* SHORT PROBLEM: Please set the lines below out as a Markdown table with the columns "No." and "Line", numbering each row and skipping blank lines. Leave the pictures out of the table.
....................
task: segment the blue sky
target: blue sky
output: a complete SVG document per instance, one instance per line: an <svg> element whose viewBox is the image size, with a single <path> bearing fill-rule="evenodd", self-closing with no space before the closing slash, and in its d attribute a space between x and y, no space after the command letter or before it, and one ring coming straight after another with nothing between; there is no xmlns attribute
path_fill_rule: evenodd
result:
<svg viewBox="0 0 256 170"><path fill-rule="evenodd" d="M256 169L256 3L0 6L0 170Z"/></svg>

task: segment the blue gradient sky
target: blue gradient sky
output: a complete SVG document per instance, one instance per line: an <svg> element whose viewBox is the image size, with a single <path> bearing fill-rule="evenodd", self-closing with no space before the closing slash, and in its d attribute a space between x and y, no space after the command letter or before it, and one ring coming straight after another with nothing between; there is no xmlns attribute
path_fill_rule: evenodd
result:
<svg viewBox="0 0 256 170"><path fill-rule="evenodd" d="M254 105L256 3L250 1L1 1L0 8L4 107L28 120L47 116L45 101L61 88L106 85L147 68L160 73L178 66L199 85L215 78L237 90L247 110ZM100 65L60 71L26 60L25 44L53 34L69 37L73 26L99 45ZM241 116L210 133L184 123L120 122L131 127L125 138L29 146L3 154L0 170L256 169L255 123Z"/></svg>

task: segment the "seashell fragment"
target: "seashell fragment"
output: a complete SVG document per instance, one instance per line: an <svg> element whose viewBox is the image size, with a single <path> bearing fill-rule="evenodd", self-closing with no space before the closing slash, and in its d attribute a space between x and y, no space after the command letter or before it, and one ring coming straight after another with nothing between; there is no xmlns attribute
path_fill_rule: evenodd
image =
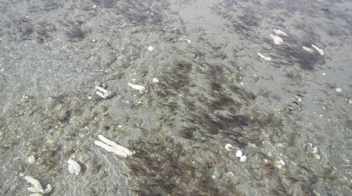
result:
....................
* WRITTEN RESPONSE:
| No. | Line |
|---|---|
| 1 | task: segment the blue sky |
| 2 | target: blue sky |
| 3 | output: a complete SVG document per instance, one instance per line: an <svg> element whose viewBox is the image size, with a single <path> bearing fill-rule="evenodd", self-closing with no space before the closing slash, and in its d attribute a space between x and y, no space after the command letter or before it, and one ring coming straight after another with nothing between; there is no xmlns attribute |
| 4 | path_fill_rule: evenodd |
| 5 | result: |
| 6 | <svg viewBox="0 0 256 170"><path fill-rule="evenodd" d="M256 169L256 3L0 6L0 170Z"/></svg> |
| 7 | task: segment the blue gradient sky |
| 8 | target: blue gradient sky |
| 9 | output: a complete SVG document per instance, one instance per line: an <svg> element whose viewBox is the image size, with a single <path> bearing fill-rule="evenodd", self-closing with no space before the closing slash, and in its d attribute a space between x and y, no space after the command letter or before it, and one ring coming straight after another with nothing between; there is no xmlns attribute |
| 10 | path_fill_rule: evenodd |
| 11 | result: |
| 12 | <svg viewBox="0 0 256 170"><path fill-rule="evenodd" d="M254 105L256 3L250 1L1 1L0 8L4 107L28 120L47 116L45 101L61 88L106 85L147 68L160 73L178 66L199 85L215 78L237 90L247 110ZM100 65L60 71L26 60L25 44L53 34L69 37L73 26L99 45ZM241 116L210 133L184 123L120 122L131 127L125 138L29 146L3 154L0 170L256 169L255 123Z"/></svg> |
| 13 | task: segment the "seashell fragment" |
| 14 | target: "seashell fragment" |
| 15 | output: a complete SVG document per instance, one instance per line: an <svg> element whose viewBox is the image size, with a single <path> bearing fill-rule="evenodd", self-closing with no space before the closing slash, and in its d attribute a space between x and y, no space after the command letter or before it, and one ring coming straight after another with nothing between; there is no xmlns attribute |
| 16 | path_fill_rule: evenodd |
| 17 | image = |
| 18 | result: |